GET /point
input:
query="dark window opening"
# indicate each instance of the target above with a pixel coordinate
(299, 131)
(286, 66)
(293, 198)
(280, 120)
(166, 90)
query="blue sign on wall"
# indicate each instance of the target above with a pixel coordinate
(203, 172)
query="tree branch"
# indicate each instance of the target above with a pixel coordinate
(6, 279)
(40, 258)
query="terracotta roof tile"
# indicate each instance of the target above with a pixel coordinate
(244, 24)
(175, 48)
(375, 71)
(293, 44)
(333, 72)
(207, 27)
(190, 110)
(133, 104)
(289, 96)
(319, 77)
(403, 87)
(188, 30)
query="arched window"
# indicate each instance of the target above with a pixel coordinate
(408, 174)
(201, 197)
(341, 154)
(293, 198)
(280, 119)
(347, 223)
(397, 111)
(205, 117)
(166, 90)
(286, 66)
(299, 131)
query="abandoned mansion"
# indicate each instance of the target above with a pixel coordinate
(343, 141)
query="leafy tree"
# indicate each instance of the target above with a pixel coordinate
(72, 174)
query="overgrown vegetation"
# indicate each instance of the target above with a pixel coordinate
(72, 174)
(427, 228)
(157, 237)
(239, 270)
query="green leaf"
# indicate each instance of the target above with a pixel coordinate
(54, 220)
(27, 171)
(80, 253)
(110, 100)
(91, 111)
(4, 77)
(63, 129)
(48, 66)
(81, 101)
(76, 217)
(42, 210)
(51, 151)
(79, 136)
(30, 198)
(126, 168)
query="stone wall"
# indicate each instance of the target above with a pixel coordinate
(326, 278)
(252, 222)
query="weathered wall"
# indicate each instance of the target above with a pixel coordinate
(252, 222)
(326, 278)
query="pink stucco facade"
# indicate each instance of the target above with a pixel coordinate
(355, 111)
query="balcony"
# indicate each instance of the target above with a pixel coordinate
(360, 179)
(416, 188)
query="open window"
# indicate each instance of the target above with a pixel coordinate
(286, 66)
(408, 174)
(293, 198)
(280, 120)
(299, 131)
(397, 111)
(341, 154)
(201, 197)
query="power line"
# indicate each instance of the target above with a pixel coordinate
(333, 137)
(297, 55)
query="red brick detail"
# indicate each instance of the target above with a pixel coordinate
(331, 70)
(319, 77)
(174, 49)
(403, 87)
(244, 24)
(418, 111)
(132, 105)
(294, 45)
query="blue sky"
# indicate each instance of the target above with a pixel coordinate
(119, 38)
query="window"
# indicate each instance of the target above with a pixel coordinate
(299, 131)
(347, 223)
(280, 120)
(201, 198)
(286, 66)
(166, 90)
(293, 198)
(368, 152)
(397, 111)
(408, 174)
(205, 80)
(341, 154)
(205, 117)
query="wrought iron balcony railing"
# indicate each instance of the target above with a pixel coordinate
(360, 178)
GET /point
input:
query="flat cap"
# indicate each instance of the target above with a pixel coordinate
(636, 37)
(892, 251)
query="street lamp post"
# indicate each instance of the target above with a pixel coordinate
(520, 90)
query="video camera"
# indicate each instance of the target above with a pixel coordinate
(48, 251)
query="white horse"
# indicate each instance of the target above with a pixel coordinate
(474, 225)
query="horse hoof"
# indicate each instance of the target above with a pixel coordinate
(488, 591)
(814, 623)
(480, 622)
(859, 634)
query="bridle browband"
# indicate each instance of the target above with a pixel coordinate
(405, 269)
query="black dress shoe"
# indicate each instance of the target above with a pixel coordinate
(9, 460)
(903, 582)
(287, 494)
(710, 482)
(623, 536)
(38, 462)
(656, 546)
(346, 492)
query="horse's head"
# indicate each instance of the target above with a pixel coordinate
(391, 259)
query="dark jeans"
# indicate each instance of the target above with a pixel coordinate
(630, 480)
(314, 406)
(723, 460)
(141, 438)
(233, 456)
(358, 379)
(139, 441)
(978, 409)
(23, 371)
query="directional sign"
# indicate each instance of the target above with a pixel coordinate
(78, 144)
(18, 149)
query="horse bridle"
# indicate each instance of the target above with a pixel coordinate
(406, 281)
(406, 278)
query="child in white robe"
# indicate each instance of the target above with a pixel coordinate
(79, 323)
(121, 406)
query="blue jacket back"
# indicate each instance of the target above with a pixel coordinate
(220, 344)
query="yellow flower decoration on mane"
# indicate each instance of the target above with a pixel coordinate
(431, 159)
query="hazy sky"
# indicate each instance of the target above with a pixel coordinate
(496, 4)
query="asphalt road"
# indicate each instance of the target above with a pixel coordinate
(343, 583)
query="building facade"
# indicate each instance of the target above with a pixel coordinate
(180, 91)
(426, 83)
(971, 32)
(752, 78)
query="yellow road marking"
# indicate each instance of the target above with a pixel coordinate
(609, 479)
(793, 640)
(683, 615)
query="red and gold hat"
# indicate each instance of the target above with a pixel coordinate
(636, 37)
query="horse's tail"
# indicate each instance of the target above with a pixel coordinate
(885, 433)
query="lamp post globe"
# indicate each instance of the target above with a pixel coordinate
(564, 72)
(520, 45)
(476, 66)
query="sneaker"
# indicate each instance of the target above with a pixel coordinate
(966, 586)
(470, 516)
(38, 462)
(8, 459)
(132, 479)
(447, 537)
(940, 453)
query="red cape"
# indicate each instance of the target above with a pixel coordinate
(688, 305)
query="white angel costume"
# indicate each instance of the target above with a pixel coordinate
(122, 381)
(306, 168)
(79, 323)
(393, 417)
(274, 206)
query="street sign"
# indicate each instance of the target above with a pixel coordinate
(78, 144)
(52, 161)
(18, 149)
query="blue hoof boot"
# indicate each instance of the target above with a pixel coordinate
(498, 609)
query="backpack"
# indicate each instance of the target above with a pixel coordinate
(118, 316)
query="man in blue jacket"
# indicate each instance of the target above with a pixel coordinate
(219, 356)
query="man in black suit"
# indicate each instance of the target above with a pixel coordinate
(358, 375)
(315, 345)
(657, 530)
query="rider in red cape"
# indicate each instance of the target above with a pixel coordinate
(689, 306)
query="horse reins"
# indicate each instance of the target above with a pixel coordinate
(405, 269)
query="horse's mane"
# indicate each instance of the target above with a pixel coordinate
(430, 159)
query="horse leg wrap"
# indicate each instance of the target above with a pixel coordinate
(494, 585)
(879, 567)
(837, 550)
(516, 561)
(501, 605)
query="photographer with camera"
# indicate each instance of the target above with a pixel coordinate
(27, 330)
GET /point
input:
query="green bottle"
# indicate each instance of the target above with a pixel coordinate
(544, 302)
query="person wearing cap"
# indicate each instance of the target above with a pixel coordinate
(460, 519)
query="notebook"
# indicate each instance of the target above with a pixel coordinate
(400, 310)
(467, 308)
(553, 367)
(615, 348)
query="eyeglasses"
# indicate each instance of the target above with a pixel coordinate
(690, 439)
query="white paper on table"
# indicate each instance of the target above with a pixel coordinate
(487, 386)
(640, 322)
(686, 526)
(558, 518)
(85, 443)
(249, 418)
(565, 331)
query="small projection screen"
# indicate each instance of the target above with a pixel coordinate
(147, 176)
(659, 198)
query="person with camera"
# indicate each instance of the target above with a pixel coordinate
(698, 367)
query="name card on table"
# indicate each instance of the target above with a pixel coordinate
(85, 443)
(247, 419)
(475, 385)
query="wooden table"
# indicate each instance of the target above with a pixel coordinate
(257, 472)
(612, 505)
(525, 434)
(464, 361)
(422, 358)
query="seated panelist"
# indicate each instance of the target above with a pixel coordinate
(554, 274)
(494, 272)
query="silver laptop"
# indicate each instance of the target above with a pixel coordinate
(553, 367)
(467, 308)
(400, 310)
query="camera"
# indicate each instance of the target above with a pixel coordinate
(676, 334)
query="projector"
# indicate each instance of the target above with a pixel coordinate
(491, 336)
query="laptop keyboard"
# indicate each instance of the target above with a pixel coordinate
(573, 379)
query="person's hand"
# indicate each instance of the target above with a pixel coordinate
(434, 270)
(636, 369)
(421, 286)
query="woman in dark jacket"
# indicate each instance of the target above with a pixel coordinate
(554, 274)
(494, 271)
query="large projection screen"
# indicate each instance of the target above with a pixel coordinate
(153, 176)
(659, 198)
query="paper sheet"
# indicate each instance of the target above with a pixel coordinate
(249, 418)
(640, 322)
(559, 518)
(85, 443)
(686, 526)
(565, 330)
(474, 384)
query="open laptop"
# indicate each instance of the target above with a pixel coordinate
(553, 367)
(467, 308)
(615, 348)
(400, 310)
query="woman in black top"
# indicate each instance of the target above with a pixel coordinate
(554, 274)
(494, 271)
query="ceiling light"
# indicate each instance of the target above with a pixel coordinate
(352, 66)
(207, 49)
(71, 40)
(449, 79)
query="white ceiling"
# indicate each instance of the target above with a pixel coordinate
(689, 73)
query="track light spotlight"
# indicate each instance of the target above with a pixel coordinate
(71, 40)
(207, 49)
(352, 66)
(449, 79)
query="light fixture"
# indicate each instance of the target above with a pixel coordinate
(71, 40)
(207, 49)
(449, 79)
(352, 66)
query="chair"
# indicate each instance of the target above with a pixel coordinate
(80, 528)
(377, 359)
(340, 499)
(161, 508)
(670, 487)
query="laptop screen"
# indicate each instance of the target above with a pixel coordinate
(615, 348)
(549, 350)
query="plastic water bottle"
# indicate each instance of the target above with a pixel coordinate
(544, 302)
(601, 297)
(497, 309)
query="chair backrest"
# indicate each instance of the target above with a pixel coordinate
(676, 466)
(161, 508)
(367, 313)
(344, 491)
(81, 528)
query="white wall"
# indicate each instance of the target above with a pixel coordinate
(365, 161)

## What is needed:
Tell me how many lines of the records include the word "sign", and say nothing else.

## Task solution:
3